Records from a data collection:

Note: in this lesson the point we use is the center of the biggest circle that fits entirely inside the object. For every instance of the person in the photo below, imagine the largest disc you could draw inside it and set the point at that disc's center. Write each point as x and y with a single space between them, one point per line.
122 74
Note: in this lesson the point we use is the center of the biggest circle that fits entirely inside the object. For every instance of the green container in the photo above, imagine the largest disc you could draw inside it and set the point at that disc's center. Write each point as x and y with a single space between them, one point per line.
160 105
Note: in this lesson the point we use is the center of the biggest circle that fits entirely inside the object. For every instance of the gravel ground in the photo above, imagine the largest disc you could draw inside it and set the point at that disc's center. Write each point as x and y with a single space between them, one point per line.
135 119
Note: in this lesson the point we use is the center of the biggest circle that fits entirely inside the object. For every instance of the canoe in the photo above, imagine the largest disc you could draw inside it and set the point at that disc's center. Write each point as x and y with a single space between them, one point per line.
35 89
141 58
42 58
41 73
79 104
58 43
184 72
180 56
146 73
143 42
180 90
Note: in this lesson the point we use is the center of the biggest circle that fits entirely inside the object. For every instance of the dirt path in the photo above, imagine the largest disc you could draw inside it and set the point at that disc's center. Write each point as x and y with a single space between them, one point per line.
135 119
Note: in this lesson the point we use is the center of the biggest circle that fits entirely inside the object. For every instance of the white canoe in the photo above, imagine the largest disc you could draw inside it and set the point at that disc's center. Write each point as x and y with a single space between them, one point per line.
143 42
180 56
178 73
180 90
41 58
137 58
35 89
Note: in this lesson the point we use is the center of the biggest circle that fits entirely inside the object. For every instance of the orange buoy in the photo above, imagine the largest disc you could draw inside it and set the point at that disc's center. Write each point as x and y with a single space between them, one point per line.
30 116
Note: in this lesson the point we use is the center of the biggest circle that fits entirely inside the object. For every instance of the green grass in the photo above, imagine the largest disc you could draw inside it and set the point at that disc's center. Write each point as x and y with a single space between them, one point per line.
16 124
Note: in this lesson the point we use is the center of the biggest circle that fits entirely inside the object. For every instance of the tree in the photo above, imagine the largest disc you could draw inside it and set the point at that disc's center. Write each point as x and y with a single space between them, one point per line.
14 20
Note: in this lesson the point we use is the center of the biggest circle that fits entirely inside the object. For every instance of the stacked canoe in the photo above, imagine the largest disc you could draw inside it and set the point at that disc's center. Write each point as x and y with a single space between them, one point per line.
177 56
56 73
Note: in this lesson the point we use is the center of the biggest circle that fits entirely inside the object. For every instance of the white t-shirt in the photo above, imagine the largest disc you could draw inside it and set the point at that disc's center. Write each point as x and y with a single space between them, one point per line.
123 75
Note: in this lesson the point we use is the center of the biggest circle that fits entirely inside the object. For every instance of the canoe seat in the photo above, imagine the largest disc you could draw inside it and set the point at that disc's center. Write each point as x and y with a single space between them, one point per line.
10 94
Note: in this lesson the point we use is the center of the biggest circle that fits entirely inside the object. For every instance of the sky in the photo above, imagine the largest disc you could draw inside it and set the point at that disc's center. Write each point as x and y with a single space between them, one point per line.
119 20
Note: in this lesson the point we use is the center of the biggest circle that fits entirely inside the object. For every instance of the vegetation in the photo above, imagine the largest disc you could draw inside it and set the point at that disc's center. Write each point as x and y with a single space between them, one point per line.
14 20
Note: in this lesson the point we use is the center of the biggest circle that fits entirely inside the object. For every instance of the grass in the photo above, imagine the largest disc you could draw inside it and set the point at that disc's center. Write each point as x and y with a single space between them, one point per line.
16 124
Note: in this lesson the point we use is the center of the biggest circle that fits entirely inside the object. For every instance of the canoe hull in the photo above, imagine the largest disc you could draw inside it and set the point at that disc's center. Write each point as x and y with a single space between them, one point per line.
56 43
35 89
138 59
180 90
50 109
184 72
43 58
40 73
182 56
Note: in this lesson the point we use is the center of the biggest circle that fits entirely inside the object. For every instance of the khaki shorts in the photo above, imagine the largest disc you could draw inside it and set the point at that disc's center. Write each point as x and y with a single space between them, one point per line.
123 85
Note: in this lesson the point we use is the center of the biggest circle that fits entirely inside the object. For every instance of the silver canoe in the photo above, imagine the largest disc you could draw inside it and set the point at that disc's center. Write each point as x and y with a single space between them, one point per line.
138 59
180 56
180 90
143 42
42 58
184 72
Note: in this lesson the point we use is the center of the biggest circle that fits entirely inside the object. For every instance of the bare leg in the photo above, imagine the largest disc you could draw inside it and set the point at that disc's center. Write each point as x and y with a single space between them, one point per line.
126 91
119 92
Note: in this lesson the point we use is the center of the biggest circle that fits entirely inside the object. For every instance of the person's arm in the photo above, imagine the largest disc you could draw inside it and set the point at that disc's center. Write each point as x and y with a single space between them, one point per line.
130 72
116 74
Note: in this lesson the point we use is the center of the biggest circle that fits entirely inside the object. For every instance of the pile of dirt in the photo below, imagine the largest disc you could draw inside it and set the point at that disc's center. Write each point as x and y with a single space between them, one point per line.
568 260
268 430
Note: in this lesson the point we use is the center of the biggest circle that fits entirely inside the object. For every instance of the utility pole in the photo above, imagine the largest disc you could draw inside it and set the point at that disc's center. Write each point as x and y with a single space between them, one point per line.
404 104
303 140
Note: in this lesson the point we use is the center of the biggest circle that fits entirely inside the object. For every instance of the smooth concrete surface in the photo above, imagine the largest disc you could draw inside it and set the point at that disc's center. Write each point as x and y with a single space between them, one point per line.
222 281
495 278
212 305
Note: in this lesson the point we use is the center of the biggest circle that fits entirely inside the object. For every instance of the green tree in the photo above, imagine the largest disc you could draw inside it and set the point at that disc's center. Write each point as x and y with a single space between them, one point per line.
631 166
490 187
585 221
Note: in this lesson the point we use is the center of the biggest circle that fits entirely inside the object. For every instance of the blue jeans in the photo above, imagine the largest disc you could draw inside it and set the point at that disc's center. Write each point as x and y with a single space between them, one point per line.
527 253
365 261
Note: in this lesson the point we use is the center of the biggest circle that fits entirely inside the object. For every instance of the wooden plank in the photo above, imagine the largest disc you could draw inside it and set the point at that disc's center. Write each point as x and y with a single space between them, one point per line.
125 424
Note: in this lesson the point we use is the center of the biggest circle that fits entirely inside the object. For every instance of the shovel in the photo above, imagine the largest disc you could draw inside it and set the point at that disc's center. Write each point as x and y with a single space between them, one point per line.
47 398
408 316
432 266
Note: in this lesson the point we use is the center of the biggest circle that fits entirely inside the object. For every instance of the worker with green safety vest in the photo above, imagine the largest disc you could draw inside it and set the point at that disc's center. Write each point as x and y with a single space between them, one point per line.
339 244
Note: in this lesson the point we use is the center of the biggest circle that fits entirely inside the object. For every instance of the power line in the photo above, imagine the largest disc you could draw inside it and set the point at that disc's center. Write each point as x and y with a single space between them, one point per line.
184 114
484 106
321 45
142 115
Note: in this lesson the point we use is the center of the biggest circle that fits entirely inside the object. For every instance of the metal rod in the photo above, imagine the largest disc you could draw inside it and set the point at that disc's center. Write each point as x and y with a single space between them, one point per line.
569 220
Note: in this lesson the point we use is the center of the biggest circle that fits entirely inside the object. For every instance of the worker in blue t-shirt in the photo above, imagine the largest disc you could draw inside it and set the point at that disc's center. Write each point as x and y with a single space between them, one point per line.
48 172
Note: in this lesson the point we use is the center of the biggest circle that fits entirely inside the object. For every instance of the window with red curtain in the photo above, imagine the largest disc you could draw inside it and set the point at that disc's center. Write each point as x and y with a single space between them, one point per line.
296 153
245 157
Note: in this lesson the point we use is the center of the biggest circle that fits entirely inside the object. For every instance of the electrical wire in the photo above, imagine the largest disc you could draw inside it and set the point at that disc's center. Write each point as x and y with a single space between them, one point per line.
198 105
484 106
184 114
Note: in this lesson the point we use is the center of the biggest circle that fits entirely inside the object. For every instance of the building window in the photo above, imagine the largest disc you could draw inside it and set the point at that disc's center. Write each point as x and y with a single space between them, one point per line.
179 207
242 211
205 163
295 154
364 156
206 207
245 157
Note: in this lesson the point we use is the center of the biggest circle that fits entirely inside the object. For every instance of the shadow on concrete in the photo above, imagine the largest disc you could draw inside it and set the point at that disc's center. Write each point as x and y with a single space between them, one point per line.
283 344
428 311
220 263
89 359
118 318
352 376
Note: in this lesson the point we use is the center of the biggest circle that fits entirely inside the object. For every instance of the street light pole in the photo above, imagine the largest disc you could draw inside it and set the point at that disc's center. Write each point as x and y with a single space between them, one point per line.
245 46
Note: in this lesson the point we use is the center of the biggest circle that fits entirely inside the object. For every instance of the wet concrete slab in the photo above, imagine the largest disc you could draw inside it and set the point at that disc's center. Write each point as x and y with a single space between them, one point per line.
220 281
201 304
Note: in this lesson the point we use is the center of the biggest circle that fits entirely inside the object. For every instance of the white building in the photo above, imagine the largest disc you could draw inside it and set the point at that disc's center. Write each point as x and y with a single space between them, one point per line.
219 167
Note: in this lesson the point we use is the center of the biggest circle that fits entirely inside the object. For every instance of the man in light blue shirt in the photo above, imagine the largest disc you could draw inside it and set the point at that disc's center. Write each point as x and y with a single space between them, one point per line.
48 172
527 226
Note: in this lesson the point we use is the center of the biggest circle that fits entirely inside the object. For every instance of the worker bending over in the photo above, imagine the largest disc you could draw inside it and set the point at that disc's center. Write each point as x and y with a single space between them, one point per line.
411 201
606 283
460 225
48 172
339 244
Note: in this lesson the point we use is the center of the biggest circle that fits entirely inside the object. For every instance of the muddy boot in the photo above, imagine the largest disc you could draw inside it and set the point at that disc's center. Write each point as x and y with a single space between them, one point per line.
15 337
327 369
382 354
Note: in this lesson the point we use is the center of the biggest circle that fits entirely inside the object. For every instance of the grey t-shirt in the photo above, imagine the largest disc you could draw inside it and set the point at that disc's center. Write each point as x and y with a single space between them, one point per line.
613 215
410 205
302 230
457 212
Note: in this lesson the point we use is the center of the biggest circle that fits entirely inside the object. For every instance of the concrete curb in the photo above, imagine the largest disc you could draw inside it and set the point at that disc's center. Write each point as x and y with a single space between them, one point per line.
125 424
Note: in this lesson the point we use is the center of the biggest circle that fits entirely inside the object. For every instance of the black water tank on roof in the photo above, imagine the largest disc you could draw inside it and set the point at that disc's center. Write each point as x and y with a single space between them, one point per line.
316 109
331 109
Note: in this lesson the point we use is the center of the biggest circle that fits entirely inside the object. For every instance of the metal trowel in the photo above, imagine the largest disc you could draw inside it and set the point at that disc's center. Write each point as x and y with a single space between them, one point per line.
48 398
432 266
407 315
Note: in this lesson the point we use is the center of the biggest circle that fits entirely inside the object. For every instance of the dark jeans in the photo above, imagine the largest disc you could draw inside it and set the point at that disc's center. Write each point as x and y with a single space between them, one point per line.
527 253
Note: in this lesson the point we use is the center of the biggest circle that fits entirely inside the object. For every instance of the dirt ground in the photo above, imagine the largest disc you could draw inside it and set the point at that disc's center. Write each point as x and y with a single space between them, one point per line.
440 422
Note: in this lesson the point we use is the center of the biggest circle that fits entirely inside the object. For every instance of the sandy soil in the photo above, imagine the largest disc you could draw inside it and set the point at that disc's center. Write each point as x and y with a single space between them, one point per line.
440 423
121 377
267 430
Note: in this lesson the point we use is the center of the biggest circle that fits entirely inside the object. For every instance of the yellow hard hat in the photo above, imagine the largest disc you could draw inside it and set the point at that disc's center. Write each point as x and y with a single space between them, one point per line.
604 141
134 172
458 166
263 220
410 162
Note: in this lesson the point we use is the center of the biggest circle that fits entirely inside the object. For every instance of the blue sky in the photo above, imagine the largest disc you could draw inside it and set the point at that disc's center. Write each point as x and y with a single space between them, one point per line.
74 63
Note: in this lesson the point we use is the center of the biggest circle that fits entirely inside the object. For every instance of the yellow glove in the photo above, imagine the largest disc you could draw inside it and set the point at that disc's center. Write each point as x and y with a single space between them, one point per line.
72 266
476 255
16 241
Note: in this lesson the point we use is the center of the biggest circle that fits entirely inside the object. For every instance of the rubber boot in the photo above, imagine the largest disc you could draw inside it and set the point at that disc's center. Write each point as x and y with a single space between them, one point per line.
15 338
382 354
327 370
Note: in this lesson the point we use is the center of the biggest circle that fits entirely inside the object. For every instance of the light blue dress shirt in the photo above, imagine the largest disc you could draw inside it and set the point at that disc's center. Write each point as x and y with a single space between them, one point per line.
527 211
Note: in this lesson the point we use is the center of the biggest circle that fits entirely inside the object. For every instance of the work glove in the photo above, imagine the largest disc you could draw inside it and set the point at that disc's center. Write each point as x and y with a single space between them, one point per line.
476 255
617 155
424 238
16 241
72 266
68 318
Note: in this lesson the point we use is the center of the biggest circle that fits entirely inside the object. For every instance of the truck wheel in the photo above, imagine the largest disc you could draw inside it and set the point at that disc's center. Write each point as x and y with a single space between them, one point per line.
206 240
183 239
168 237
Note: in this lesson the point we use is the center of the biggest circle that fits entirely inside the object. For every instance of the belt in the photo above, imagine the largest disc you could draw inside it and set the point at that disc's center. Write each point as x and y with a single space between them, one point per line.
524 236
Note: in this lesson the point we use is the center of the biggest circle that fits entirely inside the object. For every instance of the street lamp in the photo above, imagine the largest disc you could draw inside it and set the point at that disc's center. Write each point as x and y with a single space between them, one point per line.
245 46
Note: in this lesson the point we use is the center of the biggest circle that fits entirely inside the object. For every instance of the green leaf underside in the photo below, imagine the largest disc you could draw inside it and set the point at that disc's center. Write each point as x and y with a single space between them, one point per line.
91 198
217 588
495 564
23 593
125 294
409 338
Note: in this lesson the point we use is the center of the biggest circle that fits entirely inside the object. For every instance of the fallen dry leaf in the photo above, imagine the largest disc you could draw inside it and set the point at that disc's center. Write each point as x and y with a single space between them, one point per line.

* EXERCISE DIRECTIONS
Set out exactly the lines from the one bearing "the street lamp" through the end of the data, including both ends and omitting all others.

* WRITTEN RESPONSE
Note: in this lesson the point we use is the center of the biggest circle that fits entirely inside the object. For every instance of the street lamp in the photo above, imagine the largest disc you could draw inside it and set the point at that disc's center. Write each point as x and y with a single space between them, one point per line.
245 46
Note: in this lesson the point we use is the center of the biggest circle that fits entirely inside the object. For every instance of the green leaf underside in the photo below, imagine the largest disc you could draw inside it and set the point at that disc's center. Write each point as x and y with a single space between them, one point per line.
91 198
217 588
495 564
23 593
125 294
409 338
Note: in this lesson the point we use is the center of the biggest circle that fits entirely inside the object. For every instance of the fallen dry leaf in the photo above, imagine the largest disc you could draw inside it and set the point at that disc's center. Write each point as x and y with a single space between them, one point per line.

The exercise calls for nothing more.